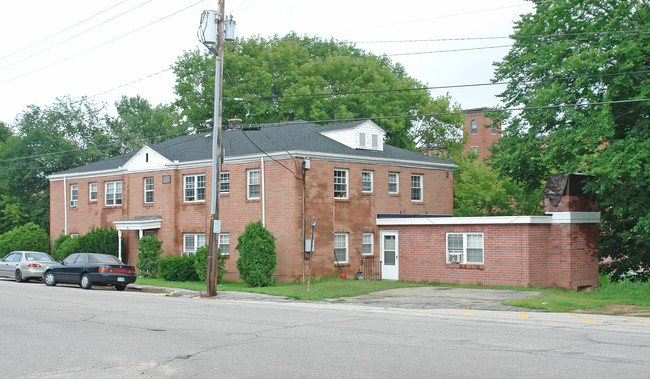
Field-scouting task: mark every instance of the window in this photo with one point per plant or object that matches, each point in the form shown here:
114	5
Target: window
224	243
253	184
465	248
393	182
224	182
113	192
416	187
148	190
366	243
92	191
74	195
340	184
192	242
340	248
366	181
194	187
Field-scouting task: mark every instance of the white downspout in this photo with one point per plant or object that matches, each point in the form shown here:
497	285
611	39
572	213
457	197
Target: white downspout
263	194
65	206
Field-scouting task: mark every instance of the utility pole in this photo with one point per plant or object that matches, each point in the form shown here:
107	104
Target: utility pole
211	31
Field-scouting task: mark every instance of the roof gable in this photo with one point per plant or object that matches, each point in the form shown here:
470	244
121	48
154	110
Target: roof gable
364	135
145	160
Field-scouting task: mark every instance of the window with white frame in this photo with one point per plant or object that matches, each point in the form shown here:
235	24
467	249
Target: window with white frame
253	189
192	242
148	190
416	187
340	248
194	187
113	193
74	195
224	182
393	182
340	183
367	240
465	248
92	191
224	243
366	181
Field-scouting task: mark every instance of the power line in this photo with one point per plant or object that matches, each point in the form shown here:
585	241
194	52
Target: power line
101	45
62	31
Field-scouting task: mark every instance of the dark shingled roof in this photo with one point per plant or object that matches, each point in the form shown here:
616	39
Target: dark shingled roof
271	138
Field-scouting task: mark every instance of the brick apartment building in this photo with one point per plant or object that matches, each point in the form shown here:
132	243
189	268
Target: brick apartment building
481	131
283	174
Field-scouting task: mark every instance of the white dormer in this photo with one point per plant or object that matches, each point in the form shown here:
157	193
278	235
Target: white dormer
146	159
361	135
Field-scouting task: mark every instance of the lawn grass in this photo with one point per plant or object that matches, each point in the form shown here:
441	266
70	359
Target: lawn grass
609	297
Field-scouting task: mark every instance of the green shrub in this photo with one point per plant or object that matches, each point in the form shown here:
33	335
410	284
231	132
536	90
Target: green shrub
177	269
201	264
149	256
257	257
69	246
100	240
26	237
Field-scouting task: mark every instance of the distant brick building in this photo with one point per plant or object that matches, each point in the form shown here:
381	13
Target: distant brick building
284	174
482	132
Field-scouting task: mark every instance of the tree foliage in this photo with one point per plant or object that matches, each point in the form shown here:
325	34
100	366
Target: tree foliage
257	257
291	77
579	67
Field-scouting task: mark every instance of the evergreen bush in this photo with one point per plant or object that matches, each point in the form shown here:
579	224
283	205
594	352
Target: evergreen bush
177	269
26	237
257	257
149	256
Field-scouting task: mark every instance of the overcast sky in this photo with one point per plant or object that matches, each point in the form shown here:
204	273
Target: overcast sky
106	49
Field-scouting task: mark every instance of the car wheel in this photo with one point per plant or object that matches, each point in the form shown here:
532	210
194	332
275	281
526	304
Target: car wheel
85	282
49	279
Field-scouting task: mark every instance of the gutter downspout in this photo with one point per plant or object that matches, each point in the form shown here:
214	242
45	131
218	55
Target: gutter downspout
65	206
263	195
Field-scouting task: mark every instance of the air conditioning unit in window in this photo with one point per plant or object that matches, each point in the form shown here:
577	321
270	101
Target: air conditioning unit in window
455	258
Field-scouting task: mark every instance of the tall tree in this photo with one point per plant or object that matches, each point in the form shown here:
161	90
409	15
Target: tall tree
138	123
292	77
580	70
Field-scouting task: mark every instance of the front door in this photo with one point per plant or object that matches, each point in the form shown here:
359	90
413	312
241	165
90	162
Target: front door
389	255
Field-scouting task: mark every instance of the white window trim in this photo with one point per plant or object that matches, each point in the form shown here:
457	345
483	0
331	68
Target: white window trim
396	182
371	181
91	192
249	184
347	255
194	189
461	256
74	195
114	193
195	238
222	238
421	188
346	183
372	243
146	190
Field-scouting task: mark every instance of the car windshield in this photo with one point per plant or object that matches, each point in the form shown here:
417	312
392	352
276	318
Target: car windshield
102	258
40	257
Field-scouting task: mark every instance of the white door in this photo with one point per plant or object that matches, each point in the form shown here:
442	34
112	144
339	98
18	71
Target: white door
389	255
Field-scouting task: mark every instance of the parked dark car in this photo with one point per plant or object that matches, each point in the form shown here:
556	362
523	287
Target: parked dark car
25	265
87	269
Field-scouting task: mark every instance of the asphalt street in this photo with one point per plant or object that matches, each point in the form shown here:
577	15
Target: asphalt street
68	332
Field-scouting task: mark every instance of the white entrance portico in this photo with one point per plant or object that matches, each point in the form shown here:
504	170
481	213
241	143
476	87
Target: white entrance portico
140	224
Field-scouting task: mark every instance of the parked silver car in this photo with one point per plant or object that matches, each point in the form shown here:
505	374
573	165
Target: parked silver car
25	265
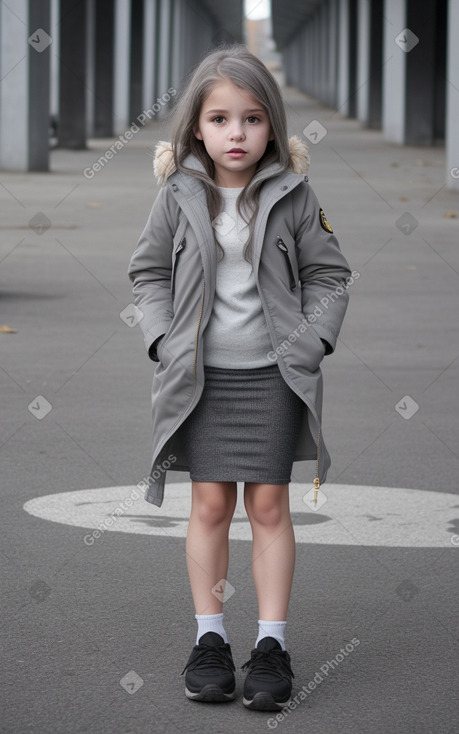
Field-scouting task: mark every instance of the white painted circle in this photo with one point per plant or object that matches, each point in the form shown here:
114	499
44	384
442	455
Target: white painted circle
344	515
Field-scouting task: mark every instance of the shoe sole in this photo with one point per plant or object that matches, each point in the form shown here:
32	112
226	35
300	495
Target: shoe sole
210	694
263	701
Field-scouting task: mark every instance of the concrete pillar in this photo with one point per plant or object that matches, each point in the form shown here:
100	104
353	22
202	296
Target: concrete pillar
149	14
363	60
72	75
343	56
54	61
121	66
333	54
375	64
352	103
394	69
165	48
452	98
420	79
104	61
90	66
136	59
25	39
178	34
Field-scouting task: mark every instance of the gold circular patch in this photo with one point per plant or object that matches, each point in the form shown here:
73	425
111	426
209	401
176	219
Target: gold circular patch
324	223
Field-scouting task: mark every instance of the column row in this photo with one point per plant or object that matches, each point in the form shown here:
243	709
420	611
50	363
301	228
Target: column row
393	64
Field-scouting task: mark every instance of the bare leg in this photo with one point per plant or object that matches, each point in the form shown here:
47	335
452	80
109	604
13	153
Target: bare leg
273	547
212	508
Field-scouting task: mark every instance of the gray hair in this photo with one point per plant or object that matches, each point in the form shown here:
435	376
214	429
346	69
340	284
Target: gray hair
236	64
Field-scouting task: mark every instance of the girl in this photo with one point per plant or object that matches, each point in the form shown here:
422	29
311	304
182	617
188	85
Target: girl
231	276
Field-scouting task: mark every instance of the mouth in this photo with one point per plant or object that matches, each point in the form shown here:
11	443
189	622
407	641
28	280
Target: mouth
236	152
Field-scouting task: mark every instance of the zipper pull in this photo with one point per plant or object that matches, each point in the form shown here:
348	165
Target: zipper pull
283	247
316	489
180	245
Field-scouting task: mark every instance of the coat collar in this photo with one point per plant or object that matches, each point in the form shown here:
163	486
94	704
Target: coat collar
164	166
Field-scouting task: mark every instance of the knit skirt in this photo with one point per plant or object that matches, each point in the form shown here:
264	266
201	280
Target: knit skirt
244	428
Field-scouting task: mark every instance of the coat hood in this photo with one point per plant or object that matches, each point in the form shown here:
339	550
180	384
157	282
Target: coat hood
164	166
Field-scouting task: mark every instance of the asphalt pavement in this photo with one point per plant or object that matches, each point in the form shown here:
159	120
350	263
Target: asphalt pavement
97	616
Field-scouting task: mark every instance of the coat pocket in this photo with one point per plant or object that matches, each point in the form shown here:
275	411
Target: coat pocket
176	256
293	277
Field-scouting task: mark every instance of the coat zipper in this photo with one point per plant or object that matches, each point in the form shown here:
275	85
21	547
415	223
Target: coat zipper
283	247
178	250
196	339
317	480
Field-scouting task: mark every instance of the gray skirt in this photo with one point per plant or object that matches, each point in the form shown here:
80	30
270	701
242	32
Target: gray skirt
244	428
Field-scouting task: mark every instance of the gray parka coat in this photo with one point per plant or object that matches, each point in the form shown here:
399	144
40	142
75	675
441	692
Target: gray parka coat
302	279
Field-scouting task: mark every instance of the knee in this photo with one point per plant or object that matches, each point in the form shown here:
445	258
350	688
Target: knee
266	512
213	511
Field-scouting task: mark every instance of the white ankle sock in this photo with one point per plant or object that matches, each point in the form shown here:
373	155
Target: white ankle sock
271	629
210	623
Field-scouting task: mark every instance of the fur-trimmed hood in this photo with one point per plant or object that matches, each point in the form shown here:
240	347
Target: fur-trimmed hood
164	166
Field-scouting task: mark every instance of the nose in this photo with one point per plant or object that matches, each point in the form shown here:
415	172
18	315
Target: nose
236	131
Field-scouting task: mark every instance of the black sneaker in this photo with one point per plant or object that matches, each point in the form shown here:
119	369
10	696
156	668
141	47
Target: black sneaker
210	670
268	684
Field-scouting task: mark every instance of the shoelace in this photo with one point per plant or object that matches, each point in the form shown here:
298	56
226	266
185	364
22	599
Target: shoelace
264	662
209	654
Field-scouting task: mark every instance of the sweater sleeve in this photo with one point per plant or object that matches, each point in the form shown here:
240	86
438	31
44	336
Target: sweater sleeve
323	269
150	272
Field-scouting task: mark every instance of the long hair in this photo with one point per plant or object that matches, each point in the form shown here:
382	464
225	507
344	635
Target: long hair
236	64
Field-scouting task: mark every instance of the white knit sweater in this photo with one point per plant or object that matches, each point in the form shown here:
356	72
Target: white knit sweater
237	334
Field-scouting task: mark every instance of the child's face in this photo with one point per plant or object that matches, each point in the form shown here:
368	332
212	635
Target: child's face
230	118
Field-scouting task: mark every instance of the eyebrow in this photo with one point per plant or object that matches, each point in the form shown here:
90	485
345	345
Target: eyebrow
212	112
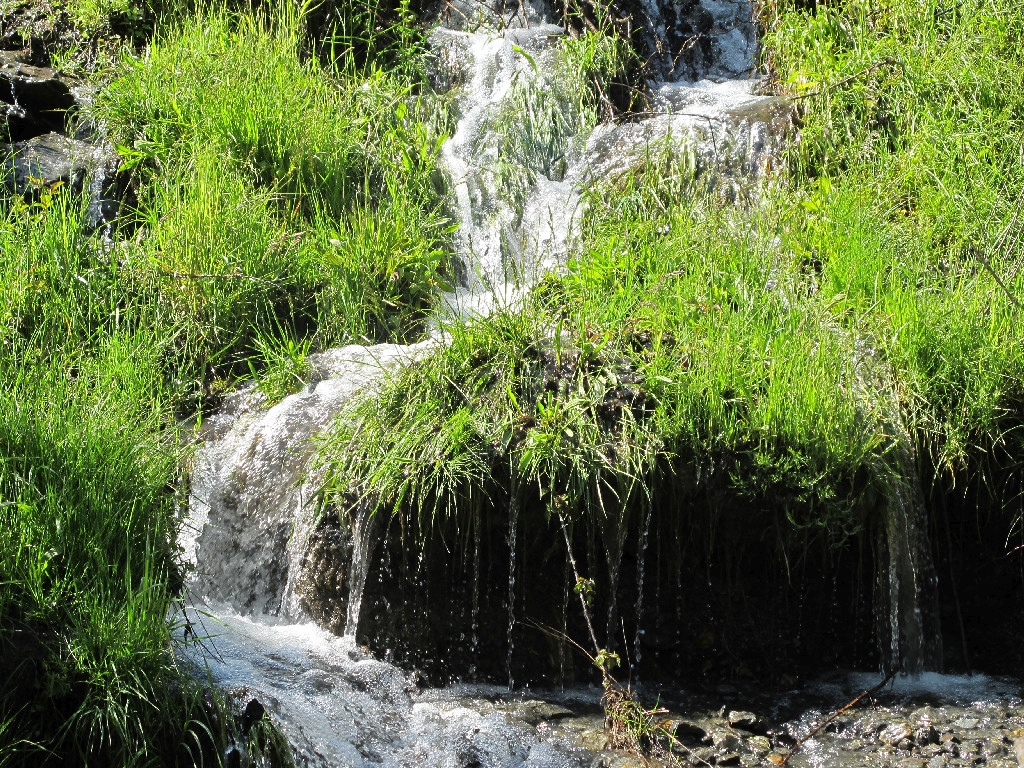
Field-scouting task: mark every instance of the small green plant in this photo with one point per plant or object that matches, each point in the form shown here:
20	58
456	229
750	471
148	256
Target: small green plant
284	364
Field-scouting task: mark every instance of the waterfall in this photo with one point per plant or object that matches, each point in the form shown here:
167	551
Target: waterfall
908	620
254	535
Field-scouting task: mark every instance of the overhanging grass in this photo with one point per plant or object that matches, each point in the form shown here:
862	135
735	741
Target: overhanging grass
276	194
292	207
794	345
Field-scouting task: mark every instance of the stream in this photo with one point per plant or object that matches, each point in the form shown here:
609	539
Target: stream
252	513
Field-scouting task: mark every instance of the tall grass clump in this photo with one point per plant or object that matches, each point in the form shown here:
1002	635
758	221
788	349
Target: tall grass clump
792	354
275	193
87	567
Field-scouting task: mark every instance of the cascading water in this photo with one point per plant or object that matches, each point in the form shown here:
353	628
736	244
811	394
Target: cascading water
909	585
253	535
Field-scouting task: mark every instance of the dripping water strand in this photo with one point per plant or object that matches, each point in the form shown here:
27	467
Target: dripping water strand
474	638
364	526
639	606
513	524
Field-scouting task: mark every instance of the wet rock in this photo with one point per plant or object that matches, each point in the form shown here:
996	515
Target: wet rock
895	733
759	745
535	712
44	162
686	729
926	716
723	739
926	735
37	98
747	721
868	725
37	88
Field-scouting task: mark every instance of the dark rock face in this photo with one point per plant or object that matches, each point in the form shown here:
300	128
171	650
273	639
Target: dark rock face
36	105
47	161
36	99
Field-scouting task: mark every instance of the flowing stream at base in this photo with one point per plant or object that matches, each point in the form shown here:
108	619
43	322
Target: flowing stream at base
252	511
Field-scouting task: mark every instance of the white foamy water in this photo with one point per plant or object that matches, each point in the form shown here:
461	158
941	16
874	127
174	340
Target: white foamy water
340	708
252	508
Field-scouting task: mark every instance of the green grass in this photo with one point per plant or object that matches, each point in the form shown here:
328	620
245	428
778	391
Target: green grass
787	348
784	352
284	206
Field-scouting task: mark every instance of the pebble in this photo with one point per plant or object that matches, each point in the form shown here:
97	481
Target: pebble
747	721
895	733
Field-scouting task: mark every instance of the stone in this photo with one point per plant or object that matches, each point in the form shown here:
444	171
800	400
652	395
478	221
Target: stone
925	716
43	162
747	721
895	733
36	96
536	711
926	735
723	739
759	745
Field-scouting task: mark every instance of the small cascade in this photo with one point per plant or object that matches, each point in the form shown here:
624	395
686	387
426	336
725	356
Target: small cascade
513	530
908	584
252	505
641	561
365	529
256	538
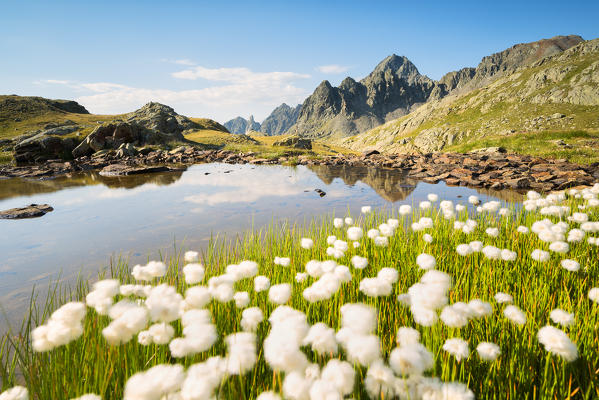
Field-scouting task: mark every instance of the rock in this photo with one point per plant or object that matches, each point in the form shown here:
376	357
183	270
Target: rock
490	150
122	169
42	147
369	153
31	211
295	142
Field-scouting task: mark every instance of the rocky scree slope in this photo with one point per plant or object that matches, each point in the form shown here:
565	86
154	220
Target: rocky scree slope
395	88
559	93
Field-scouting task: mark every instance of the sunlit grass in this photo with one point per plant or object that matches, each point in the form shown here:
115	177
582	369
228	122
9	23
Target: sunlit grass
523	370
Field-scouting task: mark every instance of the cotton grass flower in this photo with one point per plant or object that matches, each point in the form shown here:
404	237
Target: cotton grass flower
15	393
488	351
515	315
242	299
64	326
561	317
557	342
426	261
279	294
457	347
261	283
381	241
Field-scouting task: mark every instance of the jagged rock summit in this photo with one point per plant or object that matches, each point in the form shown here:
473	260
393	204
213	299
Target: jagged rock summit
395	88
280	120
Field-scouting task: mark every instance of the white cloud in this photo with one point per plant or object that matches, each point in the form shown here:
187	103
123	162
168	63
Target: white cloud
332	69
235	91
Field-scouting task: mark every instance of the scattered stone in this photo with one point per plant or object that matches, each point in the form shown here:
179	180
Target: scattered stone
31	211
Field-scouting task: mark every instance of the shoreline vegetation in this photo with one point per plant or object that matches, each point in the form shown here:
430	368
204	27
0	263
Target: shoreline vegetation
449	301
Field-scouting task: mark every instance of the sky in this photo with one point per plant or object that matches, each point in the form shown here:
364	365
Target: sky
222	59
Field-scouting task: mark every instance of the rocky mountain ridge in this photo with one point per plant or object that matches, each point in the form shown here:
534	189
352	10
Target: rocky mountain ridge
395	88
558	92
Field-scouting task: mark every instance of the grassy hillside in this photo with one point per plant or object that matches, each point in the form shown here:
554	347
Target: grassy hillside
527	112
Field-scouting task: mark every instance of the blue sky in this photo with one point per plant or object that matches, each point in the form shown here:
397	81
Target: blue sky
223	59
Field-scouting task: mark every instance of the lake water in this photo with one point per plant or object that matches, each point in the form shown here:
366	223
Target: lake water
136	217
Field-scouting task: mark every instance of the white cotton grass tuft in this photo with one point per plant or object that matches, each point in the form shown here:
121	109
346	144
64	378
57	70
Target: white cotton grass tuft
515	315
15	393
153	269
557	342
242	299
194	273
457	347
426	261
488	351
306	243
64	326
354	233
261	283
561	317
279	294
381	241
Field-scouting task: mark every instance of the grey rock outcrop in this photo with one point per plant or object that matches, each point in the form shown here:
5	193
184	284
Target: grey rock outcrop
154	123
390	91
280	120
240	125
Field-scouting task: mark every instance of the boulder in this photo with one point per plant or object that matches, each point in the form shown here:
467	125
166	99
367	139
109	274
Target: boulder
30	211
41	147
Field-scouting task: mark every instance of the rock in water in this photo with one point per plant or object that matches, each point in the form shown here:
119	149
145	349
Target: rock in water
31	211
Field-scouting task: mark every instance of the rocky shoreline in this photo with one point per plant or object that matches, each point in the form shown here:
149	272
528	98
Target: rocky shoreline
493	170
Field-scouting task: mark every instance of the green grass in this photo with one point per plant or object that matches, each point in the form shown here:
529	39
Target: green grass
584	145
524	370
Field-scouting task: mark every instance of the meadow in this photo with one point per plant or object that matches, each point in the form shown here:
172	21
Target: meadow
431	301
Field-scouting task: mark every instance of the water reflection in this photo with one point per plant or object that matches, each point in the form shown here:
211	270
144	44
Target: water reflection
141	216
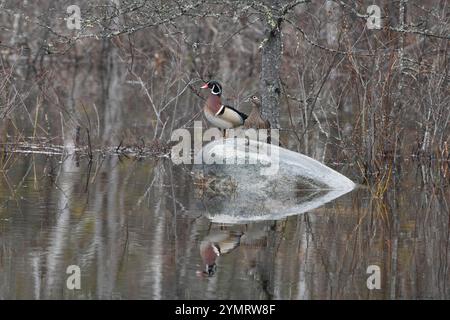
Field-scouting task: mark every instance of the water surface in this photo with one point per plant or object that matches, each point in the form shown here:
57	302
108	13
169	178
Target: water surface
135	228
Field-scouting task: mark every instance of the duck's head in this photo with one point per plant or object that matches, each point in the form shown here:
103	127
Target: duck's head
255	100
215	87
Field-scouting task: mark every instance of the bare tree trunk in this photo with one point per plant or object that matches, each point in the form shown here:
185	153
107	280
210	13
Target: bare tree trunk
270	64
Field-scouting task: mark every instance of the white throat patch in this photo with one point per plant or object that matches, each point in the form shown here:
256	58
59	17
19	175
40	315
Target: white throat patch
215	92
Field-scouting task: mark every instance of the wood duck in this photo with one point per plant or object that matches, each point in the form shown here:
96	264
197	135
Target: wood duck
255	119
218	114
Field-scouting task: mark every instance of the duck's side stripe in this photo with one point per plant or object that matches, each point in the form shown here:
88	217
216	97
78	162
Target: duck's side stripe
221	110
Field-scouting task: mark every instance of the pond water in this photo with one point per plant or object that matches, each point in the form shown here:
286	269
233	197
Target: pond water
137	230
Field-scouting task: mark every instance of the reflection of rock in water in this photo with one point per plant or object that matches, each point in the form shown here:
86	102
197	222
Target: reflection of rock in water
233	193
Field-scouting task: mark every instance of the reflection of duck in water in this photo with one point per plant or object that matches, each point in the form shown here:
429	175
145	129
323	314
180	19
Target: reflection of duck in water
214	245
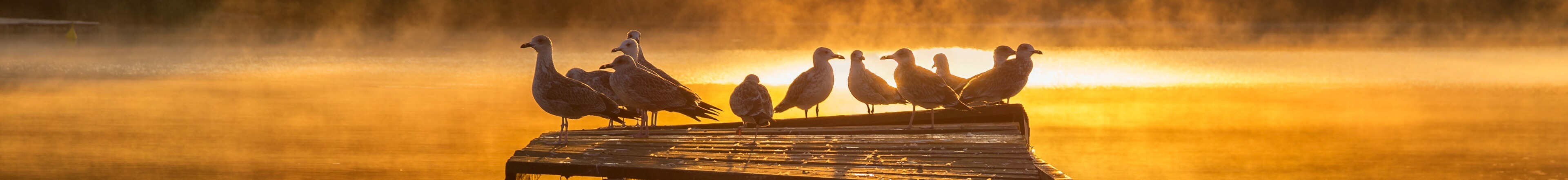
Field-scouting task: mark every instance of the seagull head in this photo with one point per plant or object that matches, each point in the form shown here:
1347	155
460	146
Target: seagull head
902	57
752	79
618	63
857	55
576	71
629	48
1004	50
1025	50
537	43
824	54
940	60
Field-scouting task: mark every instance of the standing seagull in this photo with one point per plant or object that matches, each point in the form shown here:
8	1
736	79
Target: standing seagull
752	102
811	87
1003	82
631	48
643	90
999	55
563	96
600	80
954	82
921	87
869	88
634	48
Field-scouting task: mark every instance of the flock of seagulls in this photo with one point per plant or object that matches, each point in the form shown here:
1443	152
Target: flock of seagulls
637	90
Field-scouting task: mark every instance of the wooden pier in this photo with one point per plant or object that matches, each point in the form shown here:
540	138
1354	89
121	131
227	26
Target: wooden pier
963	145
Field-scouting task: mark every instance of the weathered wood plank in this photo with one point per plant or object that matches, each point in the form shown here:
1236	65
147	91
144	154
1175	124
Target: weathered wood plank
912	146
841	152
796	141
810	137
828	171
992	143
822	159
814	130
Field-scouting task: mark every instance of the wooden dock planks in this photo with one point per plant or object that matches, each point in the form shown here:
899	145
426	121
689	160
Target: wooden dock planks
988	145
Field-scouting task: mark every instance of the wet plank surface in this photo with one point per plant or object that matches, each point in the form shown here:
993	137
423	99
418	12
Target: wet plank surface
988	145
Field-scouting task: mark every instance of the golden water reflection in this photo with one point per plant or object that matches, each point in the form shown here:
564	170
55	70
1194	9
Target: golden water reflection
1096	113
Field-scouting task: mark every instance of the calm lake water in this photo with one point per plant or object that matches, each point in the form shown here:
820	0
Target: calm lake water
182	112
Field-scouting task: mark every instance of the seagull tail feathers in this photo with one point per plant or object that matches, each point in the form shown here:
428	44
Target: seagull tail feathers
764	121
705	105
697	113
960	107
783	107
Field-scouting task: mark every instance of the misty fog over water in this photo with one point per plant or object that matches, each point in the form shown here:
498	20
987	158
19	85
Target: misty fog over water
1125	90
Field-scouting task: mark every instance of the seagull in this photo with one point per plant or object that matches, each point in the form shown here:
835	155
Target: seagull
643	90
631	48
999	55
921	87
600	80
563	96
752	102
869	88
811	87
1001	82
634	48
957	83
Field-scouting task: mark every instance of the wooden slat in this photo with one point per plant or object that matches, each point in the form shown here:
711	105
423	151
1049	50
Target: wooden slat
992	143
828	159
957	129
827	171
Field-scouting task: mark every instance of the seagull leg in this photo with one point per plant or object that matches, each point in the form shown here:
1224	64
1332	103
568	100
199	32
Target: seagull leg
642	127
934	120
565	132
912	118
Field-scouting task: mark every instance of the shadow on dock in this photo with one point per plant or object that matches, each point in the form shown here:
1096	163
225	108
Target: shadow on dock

● ● ●

• [ABOUT THIS TASK]:
Search the listing above for lines with the word "shadow", and state how many there are, nothing else.

• [EXPECTED OUTPUT]:
2